> **Recorded information**
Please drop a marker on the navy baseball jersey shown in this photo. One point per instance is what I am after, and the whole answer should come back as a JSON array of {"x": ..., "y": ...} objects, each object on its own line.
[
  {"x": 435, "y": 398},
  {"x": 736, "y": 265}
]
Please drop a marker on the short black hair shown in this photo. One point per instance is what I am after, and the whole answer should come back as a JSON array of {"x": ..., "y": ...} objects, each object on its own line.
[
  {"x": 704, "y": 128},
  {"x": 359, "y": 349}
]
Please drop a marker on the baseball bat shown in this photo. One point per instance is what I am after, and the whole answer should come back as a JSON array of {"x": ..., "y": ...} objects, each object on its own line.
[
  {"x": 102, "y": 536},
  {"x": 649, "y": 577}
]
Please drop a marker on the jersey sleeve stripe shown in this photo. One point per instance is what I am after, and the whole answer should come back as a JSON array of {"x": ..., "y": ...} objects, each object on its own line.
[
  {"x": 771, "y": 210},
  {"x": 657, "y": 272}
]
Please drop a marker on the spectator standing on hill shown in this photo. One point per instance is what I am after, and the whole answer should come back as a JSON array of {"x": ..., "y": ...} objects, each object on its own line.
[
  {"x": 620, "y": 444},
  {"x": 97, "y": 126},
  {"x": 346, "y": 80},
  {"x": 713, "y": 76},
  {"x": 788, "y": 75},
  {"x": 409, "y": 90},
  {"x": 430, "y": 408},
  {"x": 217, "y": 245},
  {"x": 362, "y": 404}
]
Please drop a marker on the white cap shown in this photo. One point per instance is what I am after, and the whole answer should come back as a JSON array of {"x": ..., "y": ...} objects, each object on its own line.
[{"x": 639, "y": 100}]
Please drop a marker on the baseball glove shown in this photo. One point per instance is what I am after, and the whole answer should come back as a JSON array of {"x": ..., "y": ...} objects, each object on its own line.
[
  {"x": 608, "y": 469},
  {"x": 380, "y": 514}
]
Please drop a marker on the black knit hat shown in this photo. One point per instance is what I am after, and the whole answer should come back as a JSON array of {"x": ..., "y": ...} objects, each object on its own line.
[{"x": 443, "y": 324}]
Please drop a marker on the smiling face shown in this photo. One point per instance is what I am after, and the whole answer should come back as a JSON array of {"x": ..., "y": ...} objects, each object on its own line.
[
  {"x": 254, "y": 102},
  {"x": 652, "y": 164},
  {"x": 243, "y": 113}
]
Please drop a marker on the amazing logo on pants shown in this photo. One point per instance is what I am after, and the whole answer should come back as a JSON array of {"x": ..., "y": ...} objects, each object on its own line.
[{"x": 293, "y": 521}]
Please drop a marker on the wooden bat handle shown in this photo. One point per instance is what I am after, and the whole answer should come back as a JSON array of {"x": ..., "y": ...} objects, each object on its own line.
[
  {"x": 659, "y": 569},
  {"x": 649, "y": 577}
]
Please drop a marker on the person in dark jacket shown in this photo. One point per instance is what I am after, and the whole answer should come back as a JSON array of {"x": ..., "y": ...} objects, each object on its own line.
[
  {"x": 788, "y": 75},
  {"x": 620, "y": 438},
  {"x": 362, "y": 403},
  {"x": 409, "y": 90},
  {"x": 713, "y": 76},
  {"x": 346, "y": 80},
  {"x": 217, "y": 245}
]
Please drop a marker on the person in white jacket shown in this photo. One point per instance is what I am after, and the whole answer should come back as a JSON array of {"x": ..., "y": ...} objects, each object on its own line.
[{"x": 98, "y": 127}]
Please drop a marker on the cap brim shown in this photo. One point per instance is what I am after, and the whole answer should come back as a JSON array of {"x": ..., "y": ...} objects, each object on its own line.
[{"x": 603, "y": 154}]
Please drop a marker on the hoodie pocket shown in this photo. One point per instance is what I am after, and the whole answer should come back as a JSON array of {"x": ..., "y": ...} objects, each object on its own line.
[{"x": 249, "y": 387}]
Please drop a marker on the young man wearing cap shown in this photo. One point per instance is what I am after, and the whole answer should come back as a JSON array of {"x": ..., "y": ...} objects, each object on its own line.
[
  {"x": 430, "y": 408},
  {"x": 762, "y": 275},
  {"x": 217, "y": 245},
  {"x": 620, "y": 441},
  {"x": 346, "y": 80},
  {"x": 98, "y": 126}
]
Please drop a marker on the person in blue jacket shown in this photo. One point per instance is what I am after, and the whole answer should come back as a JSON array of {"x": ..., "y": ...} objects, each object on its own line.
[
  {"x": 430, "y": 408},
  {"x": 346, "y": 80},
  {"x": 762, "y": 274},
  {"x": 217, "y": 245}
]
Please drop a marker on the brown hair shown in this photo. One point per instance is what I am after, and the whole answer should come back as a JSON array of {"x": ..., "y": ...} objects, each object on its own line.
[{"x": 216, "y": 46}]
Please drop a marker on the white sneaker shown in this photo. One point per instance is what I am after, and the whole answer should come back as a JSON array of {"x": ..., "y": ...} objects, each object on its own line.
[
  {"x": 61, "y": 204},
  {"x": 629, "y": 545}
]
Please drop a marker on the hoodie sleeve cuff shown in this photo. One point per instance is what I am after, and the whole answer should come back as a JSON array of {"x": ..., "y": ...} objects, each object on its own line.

> **Task details**
Give the material above as a JSON list of strings with one string per line, leaving out any blank lines.

> **Output for this task**
[
  "Please drop a marker on the navy baseball jersey shown in this photo. One point per instance is what I am after, and the whole answer should come back as a JSON array of {\"x\": ..., \"y\": ...} objects, each object on its own line.",
  "[",
  "  {\"x\": 435, \"y\": 398},",
  "  {\"x\": 736, \"y\": 265}",
  "]",
  "Please drop a marker on the short black hair shown in this photo. One point per instance is what I am after, and the whole answer should come back as a JSON array of {\"x\": ..., \"y\": ...} objects, each object on its own line.",
  "[",
  "  {\"x\": 704, \"y\": 128},",
  "  {\"x\": 359, \"y\": 349}",
  "]",
  "Please drop a marker on the baseball bat shown in this photo. One point per instance is what I am after, and the whole answer should come back as a JSON array of {\"x\": ..., \"y\": ...} objects, each object on its own line.",
  "[",
  "  {\"x\": 102, \"y\": 536},",
  "  {\"x\": 649, \"y\": 577}",
  "]",
  "Please drop a marker on the jersey sleeve stripe shown in this photo. One point per instance is what I am after, and the whole answer should come back as a JSON array of {\"x\": ..., \"y\": ...} objects, each object on its own line.",
  "[",
  "  {\"x\": 771, \"y\": 210},",
  "  {\"x\": 657, \"y\": 272}",
  "]",
  "Please drop a marker on the spectator standing on hill shown in this photo. One point per instance is what I am after, and the whole answer should come back as a JSON array of {\"x\": ..., \"y\": ...} objects, each object on its own line.",
  "[",
  "  {\"x\": 620, \"y\": 444},",
  "  {\"x\": 97, \"y\": 126},",
  "  {\"x\": 346, \"y\": 80},",
  "  {\"x\": 713, \"y\": 76},",
  "  {\"x\": 788, \"y\": 75},",
  "  {\"x\": 409, \"y\": 90},",
  "  {\"x\": 430, \"y\": 408},",
  "  {\"x\": 217, \"y\": 245},",
  "  {\"x\": 362, \"y\": 404}",
  "]",
  "Please drop a marker on the white cap shown in this photo. One point per instance is what I am after, and the whole answer should come back as a JSON array of {\"x\": ..., \"y\": ...} objects, each object on its own line.",
  "[{\"x\": 639, \"y\": 100}]",
  "Please drop a marker on the baseball glove shown in this photo. One point per instance is what I am after, and the whole answer should come back as a JSON array of {\"x\": ..., \"y\": ...} objects, each object on its own line.",
  "[",
  "  {\"x\": 608, \"y\": 469},",
  "  {\"x\": 380, \"y\": 514}",
  "]",
  "Please drop a marker on the black knit hat shown in this photo. One point per instance is what I am after, and the whole answer should come back as a JSON array of {\"x\": ..., \"y\": ...} objects, each object on its own line.",
  "[{\"x\": 443, \"y\": 324}]",
  "Please drop a marker on the smiling face shown in this photo. One point per instance is what I am after, and the whole answer should come back as a JSON array of {\"x\": ..., \"y\": ...} objects, each object on its own line.",
  "[",
  "  {\"x\": 254, \"y\": 102},",
  "  {\"x\": 652, \"y\": 164},",
  "  {\"x\": 243, \"y\": 113}",
  "]",
  "Please drop a marker on the amazing logo on pants shown in this photo. One point per instance is what I am after, and the whole answer should come back as a JSON array of {\"x\": ..., \"y\": ...} objects, each object on its own line.",
  "[{\"x\": 293, \"y\": 521}]",
  "Please drop a marker on the wooden bat handle shown in this photo. One point per instance is what I am after, and the whole answer should come back as a JSON array of {\"x\": ..., \"y\": ...} objects, each object on its own line.",
  "[",
  "  {\"x\": 659, \"y\": 569},",
  "  {\"x\": 649, \"y\": 577}",
  "]",
  "Please drop a marker on the person in dark jacket shown in this photo. One point per instance is what I am after, and the whole answer should come back as a JSON array of {\"x\": ..., \"y\": ...} objects, each object on its own line.",
  "[",
  "  {\"x\": 788, \"y\": 75},",
  "  {\"x\": 620, \"y\": 438},",
  "  {\"x\": 362, \"y\": 403},",
  "  {\"x\": 409, \"y\": 90},",
  "  {\"x\": 713, \"y\": 76},",
  "  {\"x\": 346, \"y\": 80},",
  "  {\"x\": 217, \"y\": 245}",
  "]",
  "Please drop a marker on the person in white jacket shown in this photo. One point per instance is what I am after, and the whole answer should come back as a JSON array of {\"x\": ..., \"y\": ...} objects, each object on its own line.",
  "[{\"x\": 98, \"y\": 127}]",
  "Please drop a marker on the cap brim shown in this photo. One point per instance is what I am after, and the whole answer should come back as a JSON array of {\"x\": ..., \"y\": ...} objects, each object on its own line.",
  "[{\"x\": 603, \"y\": 154}]",
  "Please drop a marker on the hoodie pocket shown in this photo. One point per instance is what I am after, and the whole answer should come back as a JSON array of {\"x\": ..., \"y\": ...} objects, each object on its own line.",
  "[{\"x\": 249, \"y\": 387}]",
  "Please drop a marker on the young man wearing cap shown in this photo. One point per instance is what I am after, and the whole answer should come back as a JSON array of {\"x\": ..., \"y\": ...} objects, each object on its own line.",
  "[",
  "  {\"x\": 430, \"y\": 408},",
  "  {\"x\": 762, \"y\": 275},",
  "  {\"x\": 217, \"y\": 245},",
  "  {\"x\": 620, \"y\": 441},",
  "  {\"x\": 346, \"y\": 80},",
  "  {\"x\": 98, \"y\": 126}",
  "]",
  "Please drop a marker on the person in blue jacket shown in this photo. One point per instance is what I am after, and the whole answer should come back as a JSON array of {\"x\": ..., \"y\": ...} objects, each object on its own line.",
  "[",
  "  {\"x\": 430, \"y\": 408},",
  "  {\"x\": 346, \"y\": 80},",
  "  {\"x\": 762, \"y\": 274},",
  "  {\"x\": 217, \"y\": 245}",
  "]",
  "Please drop a marker on the brown hair shown in this photo. One point per instance is what I am after, and the whole answer should come back as a JSON array of {\"x\": ..., \"y\": ...} objects, each object on its own line.",
  "[{\"x\": 216, \"y\": 46}]",
  "Please drop a marker on the white sneaker shown in this photo. One point per instance is what I am after, and the whole answer should come back as a JSON array of {\"x\": ..., \"y\": ...} objects, each object on its own line.",
  "[",
  "  {\"x\": 61, \"y\": 204},",
  "  {\"x\": 629, \"y\": 545}",
  "]",
  "Please drop a marker on the hoodie sleeve cuff shown in this photo. One point per instance is what I am after, and the whole answer should come back as a JSON array of {\"x\": ..., \"y\": ...} objects, each object on its own line."
]